> _Directive_
Return the items verbatim, starting at the line containing "A colleague bet me the mossy ground" and ending at the last of the items, both ends included. Leave the pictures out of the output.

★ ★ ★

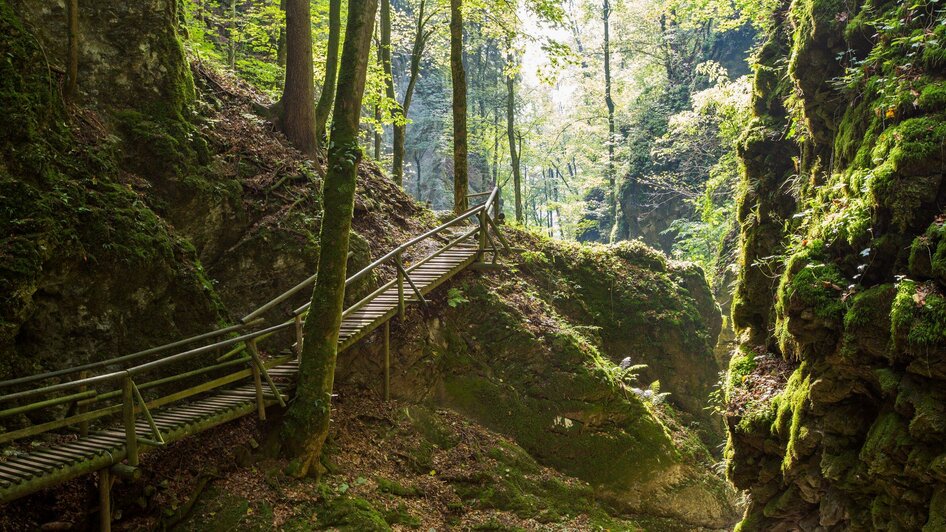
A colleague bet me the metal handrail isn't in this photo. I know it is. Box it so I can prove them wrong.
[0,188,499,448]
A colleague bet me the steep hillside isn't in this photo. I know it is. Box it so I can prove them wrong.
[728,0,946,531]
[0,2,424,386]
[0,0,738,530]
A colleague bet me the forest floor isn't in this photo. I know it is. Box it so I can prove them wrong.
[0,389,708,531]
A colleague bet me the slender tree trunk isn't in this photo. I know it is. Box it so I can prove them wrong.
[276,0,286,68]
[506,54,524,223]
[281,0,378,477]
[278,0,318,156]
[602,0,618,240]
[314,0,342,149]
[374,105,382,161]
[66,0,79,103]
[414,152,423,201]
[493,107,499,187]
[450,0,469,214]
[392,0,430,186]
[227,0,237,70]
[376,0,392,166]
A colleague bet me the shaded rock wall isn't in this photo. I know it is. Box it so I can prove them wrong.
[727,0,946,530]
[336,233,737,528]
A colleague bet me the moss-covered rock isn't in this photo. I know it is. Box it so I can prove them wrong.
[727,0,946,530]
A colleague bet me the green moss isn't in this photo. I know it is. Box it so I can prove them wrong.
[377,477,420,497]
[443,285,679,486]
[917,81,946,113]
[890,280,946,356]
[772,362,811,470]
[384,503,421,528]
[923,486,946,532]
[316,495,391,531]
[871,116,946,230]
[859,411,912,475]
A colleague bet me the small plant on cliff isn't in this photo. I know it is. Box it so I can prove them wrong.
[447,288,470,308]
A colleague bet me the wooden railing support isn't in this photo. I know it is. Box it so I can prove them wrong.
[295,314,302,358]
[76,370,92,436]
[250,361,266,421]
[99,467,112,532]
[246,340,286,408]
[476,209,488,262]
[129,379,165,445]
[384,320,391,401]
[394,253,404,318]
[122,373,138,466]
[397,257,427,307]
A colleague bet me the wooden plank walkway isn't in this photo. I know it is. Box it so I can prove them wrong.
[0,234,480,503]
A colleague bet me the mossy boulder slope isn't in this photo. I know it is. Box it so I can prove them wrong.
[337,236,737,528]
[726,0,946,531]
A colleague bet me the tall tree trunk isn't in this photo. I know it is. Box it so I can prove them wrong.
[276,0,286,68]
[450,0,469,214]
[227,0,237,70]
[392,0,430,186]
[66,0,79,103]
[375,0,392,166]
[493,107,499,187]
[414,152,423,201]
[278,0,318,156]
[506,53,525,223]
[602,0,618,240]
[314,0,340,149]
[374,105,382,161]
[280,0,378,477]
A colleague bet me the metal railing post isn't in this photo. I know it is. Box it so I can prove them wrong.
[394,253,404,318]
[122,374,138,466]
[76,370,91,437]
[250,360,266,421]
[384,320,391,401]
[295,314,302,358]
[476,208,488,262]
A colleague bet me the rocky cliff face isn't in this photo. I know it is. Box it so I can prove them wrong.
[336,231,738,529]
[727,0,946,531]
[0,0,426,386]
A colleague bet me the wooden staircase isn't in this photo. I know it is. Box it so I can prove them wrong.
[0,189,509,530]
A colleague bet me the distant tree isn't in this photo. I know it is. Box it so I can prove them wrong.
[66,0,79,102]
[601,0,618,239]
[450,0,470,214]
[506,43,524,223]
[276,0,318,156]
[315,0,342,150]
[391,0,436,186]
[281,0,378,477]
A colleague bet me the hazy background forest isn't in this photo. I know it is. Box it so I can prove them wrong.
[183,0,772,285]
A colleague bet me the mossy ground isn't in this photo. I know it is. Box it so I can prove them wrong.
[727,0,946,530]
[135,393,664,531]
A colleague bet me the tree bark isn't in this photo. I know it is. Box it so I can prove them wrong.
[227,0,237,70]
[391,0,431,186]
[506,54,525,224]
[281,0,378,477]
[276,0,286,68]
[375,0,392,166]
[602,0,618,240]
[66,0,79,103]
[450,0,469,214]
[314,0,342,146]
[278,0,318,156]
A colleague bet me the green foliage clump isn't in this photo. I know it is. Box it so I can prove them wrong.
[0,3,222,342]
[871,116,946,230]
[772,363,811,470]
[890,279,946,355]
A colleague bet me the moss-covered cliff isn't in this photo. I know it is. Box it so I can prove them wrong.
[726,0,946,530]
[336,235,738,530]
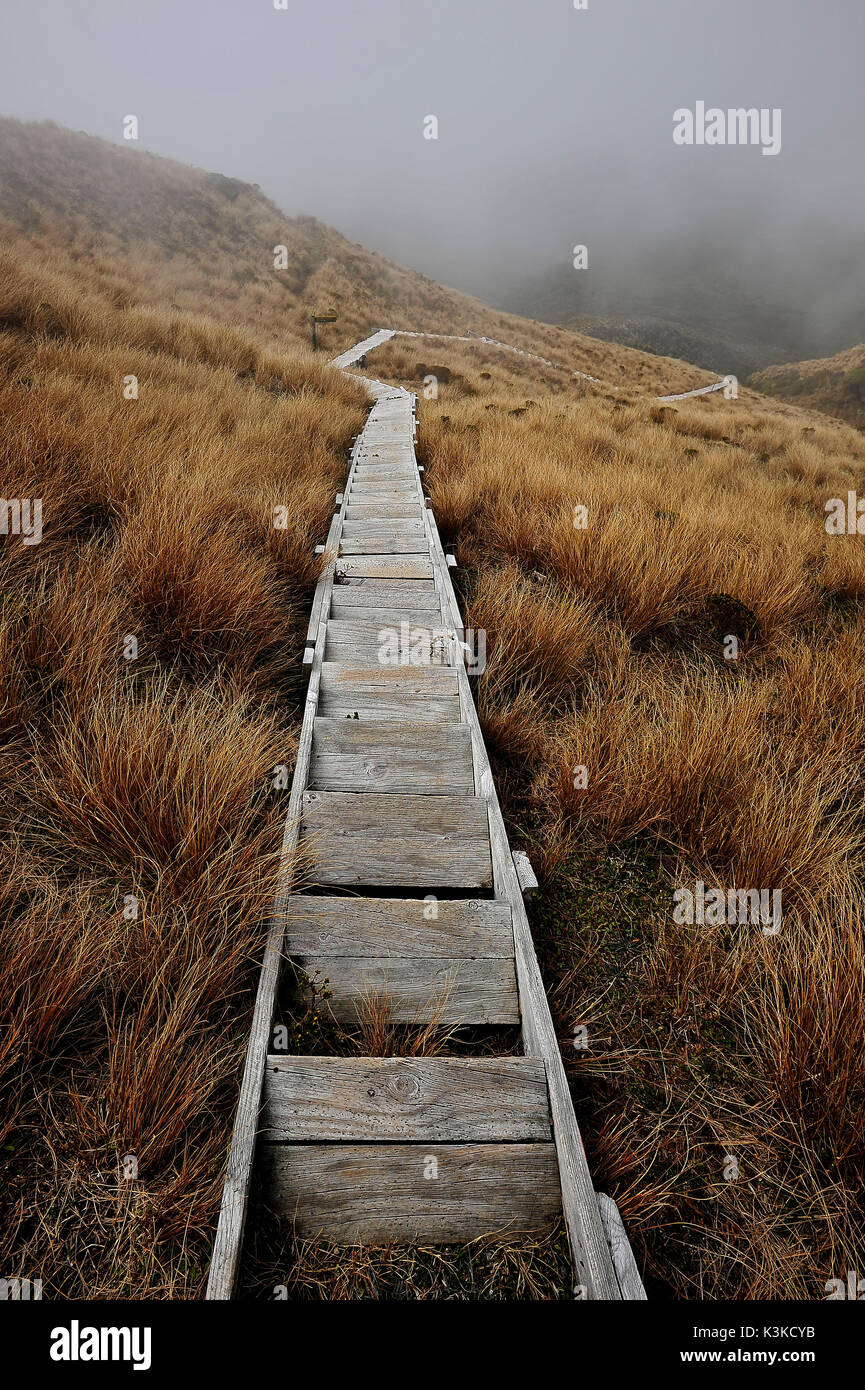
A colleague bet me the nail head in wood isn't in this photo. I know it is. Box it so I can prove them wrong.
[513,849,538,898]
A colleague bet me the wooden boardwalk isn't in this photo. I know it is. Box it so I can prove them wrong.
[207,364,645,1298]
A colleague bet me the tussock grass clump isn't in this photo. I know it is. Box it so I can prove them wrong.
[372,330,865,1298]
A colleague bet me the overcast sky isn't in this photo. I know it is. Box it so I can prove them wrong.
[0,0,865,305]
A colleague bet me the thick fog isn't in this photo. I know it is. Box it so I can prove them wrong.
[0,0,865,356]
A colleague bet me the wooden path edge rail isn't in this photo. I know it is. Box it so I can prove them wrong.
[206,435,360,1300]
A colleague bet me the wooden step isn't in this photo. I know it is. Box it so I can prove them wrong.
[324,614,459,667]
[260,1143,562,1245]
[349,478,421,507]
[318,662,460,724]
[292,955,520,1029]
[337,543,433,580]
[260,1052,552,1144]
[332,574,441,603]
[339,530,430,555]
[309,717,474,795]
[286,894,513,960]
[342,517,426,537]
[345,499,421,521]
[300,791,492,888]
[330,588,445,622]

★ ★ ★

> _Output_
A colleague bet me the mossy ground isn't in this photo. I know it is. Box it so I can prove them wrong.
[727,0,946,530]
[135,393,664,531]
A colleague bet me the tree bark isn't in this photo. I know it is. Box it so I can prove them wrong.
[227,0,237,70]
[391,0,431,186]
[506,54,525,224]
[281,0,378,477]
[276,0,286,68]
[375,0,392,166]
[602,0,618,240]
[66,0,79,103]
[450,0,469,214]
[314,0,342,146]
[278,0,318,156]
A colleague bet me the green foliage clump isn't in this photo. I know it is. Box it so I can prove them wrong.
[0,3,222,342]
[871,116,946,230]
[772,363,811,470]
[890,279,946,355]
A colleague bet me the moss-covered cliff isn't in this photo. I know it is. Box it so I can prove them wrong.
[726,0,946,530]
[336,235,738,530]
A colleague bet me the nail head in wood isn't in this photo. I know it is. Box it so I can prove them wrong.
[513,849,538,898]
A colleague bet me the wooden boardwalk isn't in this photo. I know it is. Box it so I can prove them wrong.
[207,364,645,1298]
A colleague bet me the tussock grass clump isn't in this photo. I know it is. Box it so I can prove them wrong.
[372,330,865,1298]
A colleague bet me the overcast sky isn't in this photo. I know it is. Box it so I can prove them wrong.
[0,0,865,305]
A colleague bet me the thick fog isn't in this photo. I know it is. Box it so I can prove them wrong.
[0,0,865,356]
A colleague bet me the wooden path edge rail isn't in this photo. I know it is. Box it so I can prove them wrong.
[206,435,360,1300]
A colleague bet me the wooden step isn't in this photo. I know it is. Box it so I can prove them wrong.
[324,614,459,667]
[260,1143,562,1245]
[349,478,421,507]
[318,662,460,724]
[292,955,520,1029]
[337,543,433,580]
[260,1052,552,1144]
[332,574,441,603]
[339,530,430,555]
[309,717,474,795]
[286,894,513,960]
[342,517,426,537]
[345,499,421,521]
[300,791,492,888]
[330,588,445,622]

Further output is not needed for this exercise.